(Data extracted from a collection)
----

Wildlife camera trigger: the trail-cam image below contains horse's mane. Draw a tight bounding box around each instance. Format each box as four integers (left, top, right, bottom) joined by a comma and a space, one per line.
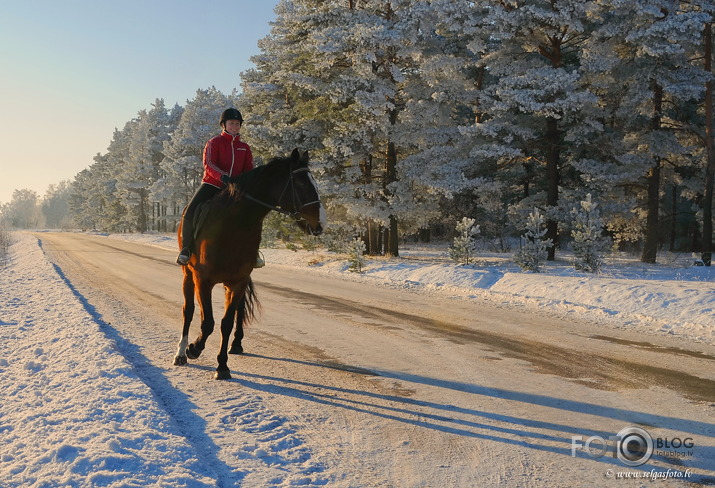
214, 152, 305, 206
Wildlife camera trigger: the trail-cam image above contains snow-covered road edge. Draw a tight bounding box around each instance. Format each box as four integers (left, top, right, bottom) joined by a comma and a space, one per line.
107, 234, 715, 344
0, 234, 217, 488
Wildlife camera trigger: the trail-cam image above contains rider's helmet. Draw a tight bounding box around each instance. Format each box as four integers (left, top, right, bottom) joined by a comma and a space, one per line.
219, 108, 243, 127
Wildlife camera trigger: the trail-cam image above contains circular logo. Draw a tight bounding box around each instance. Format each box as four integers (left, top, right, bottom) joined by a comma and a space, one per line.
616, 427, 653, 466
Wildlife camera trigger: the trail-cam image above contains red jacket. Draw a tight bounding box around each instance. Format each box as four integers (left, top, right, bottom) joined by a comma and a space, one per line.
203, 132, 253, 188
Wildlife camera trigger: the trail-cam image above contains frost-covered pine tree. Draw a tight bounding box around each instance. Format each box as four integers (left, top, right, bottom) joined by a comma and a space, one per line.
514, 209, 553, 273
576, 0, 709, 262
348, 237, 365, 273
463, 0, 602, 259
448, 217, 479, 264
241, 0, 472, 254
117, 99, 174, 232
159, 87, 232, 227
571, 193, 610, 273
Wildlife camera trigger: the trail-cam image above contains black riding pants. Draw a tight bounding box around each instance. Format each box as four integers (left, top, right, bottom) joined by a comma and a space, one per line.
181, 183, 221, 252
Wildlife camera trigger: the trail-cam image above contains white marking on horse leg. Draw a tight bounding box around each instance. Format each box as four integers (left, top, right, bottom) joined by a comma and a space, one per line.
176, 336, 189, 357
318, 203, 328, 230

----

AIM
Rewrite all of the rows above, replacing "trail-cam image" with "camera-trap photograph" wherever it occurs and leaving everything else unchanged. Omit the pictures from your answer.

WRITTEN REPLY
Wildlife camera trigger: the camera-trap photograph below contains horse's mane. Draw a tight bounding box around each instance. Format each box as four integers (left, top, right, bottom) joined by a comma and a space, one per line.
214, 152, 305, 206
Wildlife camera trigger: the camera-trap photograph above contains snow-covered road edge. Draw a tight bounding box around each instance. Format each box as four integers (left, top, right, bottom) joined by a comma and a space, one per line.
107, 234, 715, 344
0, 234, 217, 488
Wildlife camera trigger: the camera-trap photograph above contains rider's helmet. Draw a tight bounding box around each instance. Format each box as four integers (left, top, right, bottom) joined by a comma and a space, one per line.
219, 108, 243, 127
Wildlife camera trigger: the camera-trap photograph above contains circular logo. Draw a tight bounding box around each instance. Format each box as four integers (left, top, right, bottom) joined by a comma and a space, one per line.
616, 427, 653, 466
Wildlife camera trigger: the camera-trap photograph above contains red jacket. Draw a tight bounding box around each instance. Format each box as four integers (left, top, right, bottom) joined by a comma and a space, one per line.
203, 132, 253, 188
Wildlife camera trigger: the camera-trap photograph above contains frost-covered pine tree. Draw a tight bounding box around each instance. Format each box as four integers (left, top, right, bottom) joined by a comma and a space, one per line.
514, 209, 553, 273
576, 0, 709, 262
348, 237, 365, 273
463, 0, 602, 259
448, 217, 479, 264
241, 0, 472, 254
117, 99, 174, 232
159, 87, 232, 227
571, 193, 610, 273
Wildlife camera trigger: the camera-trap photograph above contains black riding pants. Draw a tight bounding box around each instance. Format each box as four integers (left, top, right, bottom) joined by a comma and a space, one per line.
181, 183, 221, 252
Wildlife camera trigger: the camera-trap photograph above contains white marking on horse leg. Draw a tight bounding box around each instance. Format each box as four integers (left, top, right, bottom) joined by a comma and a space, one per line.
176, 336, 189, 357
318, 203, 328, 230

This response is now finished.